> _TO BE DONE_: Rename "Annotation task" to "Labeling task" throughout the records below, keeping everything else the same. Omit the pictures from your answer.

[Pointing dataset excerpts]
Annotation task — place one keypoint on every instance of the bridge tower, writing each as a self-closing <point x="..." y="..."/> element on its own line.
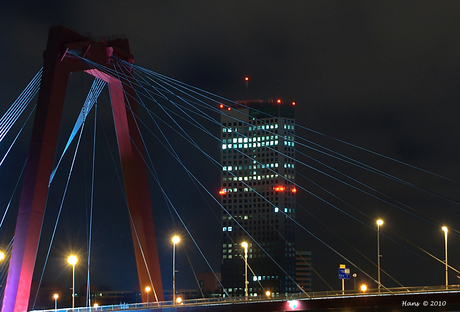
<point x="57" y="67"/>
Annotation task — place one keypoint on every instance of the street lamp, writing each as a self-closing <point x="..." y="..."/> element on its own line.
<point x="379" y="223"/>
<point x="55" y="296"/>
<point x="444" y="228"/>
<point x="147" y="290"/>
<point x="175" y="240"/>
<point x="73" y="260"/>
<point x="245" y="246"/>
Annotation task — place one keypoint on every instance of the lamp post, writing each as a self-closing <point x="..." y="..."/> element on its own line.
<point x="444" y="228"/>
<point x="175" y="240"/>
<point x="73" y="260"/>
<point x="245" y="246"/>
<point x="379" y="223"/>
<point x="55" y="296"/>
<point x="147" y="290"/>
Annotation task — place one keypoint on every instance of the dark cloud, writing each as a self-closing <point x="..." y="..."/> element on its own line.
<point x="383" y="75"/>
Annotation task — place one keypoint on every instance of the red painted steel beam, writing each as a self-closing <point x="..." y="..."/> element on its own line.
<point x="41" y="155"/>
<point x="131" y="149"/>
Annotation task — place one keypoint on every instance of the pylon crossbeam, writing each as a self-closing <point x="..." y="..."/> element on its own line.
<point x="57" y="67"/>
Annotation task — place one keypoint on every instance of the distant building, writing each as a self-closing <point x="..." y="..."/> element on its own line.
<point x="303" y="270"/>
<point x="258" y="193"/>
<point x="209" y="284"/>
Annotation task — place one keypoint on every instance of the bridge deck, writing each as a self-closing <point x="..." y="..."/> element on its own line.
<point x="393" y="299"/>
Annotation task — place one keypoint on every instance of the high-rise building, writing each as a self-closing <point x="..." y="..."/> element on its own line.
<point x="303" y="270"/>
<point x="258" y="195"/>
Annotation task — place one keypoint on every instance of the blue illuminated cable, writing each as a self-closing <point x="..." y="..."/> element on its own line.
<point x="58" y="216"/>
<point x="88" y="283"/>
<point x="17" y="136"/>
<point x="12" y="114"/>
<point x="93" y="94"/>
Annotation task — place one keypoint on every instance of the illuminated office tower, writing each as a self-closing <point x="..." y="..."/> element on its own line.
<point x="258" y="192"/>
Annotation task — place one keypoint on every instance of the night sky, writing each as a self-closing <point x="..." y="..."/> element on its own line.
<point x="381" y="75"/>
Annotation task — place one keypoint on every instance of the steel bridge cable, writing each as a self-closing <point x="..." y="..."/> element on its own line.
<point x="93" y="166"/>
<point x="17" y="136"/>
<point x="381" y="173"/>
<point x="168" y="199"/>
<point x="302" y="127"/>
<point x="93" y="94"/>
<point x="12" y="195"/>
<point x="272" y="225"/>
<point x="17" y="108"/>
<point x="253" y="239"/>
<point x="200" y="251"/>
<point x="58" y="215"/>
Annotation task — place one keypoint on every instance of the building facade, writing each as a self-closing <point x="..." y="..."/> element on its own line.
<point x="258" y="197"/>
<point x="303" y="272"/>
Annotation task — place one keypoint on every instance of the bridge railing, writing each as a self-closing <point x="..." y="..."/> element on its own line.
<point x="254" y="299"/>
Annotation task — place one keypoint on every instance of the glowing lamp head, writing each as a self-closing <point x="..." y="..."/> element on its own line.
<point x="293" y="304"/>
<point x="175" y="239"/>
<point x="72" y="259"/>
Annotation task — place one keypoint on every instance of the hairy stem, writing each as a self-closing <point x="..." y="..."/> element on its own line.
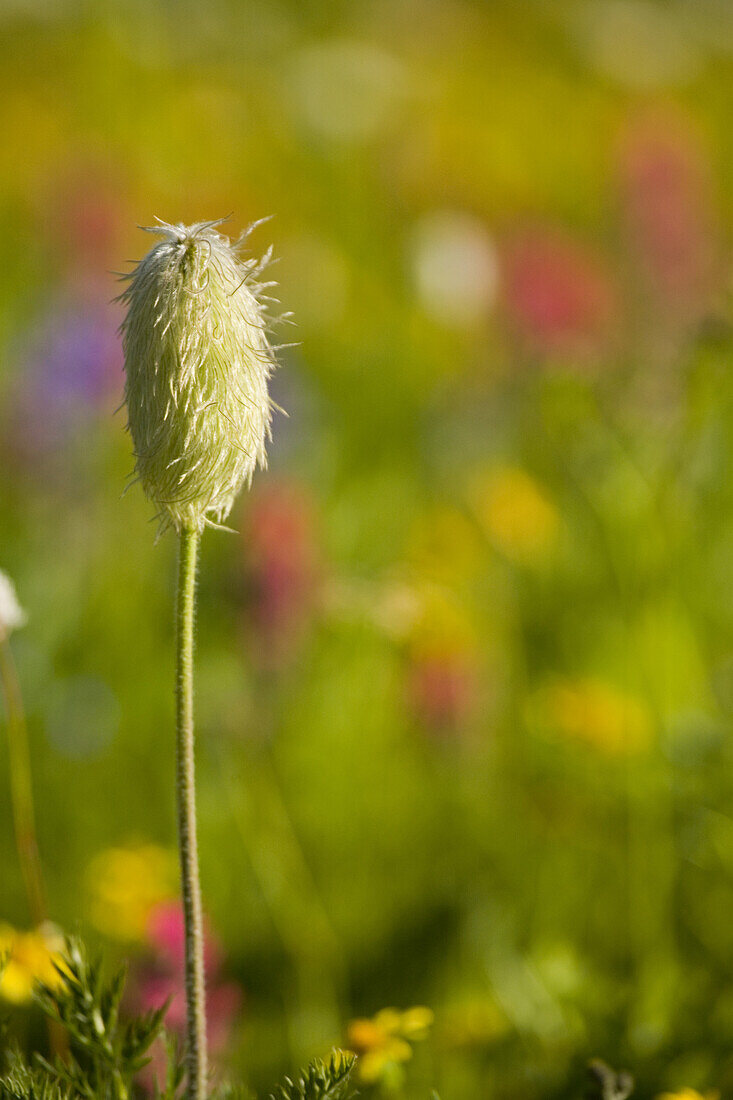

> _TASK ANSWER_:
Labeling task — place one keypoint on every instance of the bridge tower, writing each as a self-closing <point x="..." y="..."/> element on its own line.
<point x="57" y="67"/>
Labeling task — place one keypoint on every instance of the street lamp, writing each as a self-closing <point x="..." y="..."/> element on its own line.
<point x="379" y="223"/>
<point x="55" y="296"/>
<point x="444" y="228"/>
<point x="147" y="290"/>
<point x="175" y="240"/>
<point x="73" y="260"/>
<point x="245" y="246"/>
Labeling task — place one keypoint on every instance of the lamp post, writing each as a self-closing <point x="..." y="..."/> element on its own line.
<point x="444" y="228"/>
<point x="175" y="240"/>
<point x="73" y="260"/>
<point x="245" y="246"/>
<point x="379" y="223"/>
<point x="55" y="296"/>
<point x="147" y="290"/>
Labeling task — place one keypoint on every instance of the dark cloud, writing each as a self-closing <point x="..." y="..."/> element on its own line.
<point x="383" y="75"/>
Labeling task — place one keypoint on every instance of the red painted steel beam, writing each as a self-closing <point x="..." y="..."/> element on its own line.
<point x="41" y="155"/>
<point x="131" y="149"/>
Labeling task — place one keypoint on every instance of the pylon crossbeam, writing each as a self-closing <point x="..." y="..."/> element on its own line.
<point x="57" y="67"/>
Labeling task — place one keypoint on every instance of the distant building, writing each as a self-closing <point x="..." y="..."/> element on its own line.
<point x="303" y="270"/>
<point x="258" y="193"/>
<point x="209" y="284"/>
Labeling task — place one keypoint on every instance of the bridge deck, writing each as a self-closing <point x="..." y="..."/> element on its own line.
<point x="393" y="299"/>
Labeling task — place one keypoint on every instance of the high-rise building, writing each as a self-closing <point x="..." y="..."/> element on its own line.
<point x="303" y="270"/>
<point x="258" y="195"/>
Labeling task — place one keypoint on every instance of the blue illuminated cable, writing each as a self-closing <point x="..." y="..."/> element on its own line.
<point x="58" y="216"/>
<point x="88" y="283"/>
<point x="17" y="136"/>
<point x="12" y="114"/>
<point x="93" y="94"/>
Labeling task — place one keypoint on every instance of the illuminated office tower, writing each as a self-closing <point x="..." y="..."/> element on its own line.
<point x="258" y="192"/>
Labeling task — place one keypoint on every instance of the night sky, writing each as a self-closing <point x="..." y="..."/> element on its own line.
<point x="381" y="75"/>
Labeling task — place one keypoint on every instance of the steel bridge cable, writing each as a self-closing <point x="..." y="..."/> element on its own line.
<point x="93" y="166"/>
<point x="17" y="136"/>
<point x="381" y="173"/>
<point x="168" y="199"/>
<point x="302" y="127"/>
<point x="93" y="94"/>
<point x="12" y="195"/>
<point x="272" y="225"/>
<point x="17" y="108"/>
<point x="253" y="239"/>
<point x="200" y="251"/>
<point x="58" y="215"/>
Labeling task — place one keypoint on every instance of the building facade, writing each as a self-closing <point x="..." y="..."/> element on its own line.
<point x="258" y="197"/>
<point x="303" y="272"/>
Labeling task — place one keypoint on every instance of the bridge railing, writing each as a self-closing <point x="..." y="..."/> element on its own line.
<point x="254" y="299"/>
Labeling task — place one keypoint on every instance of the glowing lamp head, writing each as a self-closing <point x="..." y="..."/> element on its own line.
<point x="293" y="304"/>
<point x="175" y="239"/>
<point x="72" y="259"/>
Labeling task — place one keypoint on every instance of the hairy stem, writing each as a self-closing <point x="..." y="..."/> element on its own line.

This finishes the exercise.